== DOCUMENT SECTION ==
KOELLER NEBEKER CARLSON HALUCK LLP, Phoenix, By William A. Nebeker, Troy G. Allen, Rachel C. Nies, Melissa J. England, Attorneys for Amicus Curiae Home Builders Association of Central Arizona.

KASDAN SIMONDS WEBER VAUGHAN LLP, Phoenix, By Kenneth S. Kasdan, Stephen L. Weber, Michael J. White, Attorneys for Amicus Curiae Concerned Consumers of Sun City Grand.

FOLK ASSOCIATES PC, Phoenix, By P. Douglas Folk, Heather K. Seiferth Attorneys for Amicus Curiae American Council of Engineering Companies of Arizona, AIA Arizona and Structural Engineers Association of Arizona.

OPINION
PELANDER, Justice.

¶ 1 We accepted jurisdiction to answer three questions certified to us by the United States Court of Appeals for the Ninth Circuit:

1. Does the filing of a motion for class certification in an Arizona court toll the statute of limitations for individuals, who are included within the class, to file individual causes of action involving the same defendants and the same subject matter?
===
== PROVIDED INFORMATION ==
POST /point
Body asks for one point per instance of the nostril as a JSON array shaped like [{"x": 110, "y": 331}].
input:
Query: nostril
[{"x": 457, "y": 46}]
===
## SHORT PROBLEM
Recast the paragraph of the court opinion above that begins "FOLK ASSOCIATES PC" as a short list that keeps its main facts.

## EXERCISE RESPONSE
- Firm: Folk Associates PC, Phoenix
- Attorneys: P. Douglas Folk, Heather K. Seiferth
- Representing, as amicus curiae: American Council of Engineering Companies of Arizona, AIA Arizona, and Structural Engineers Association of Arizona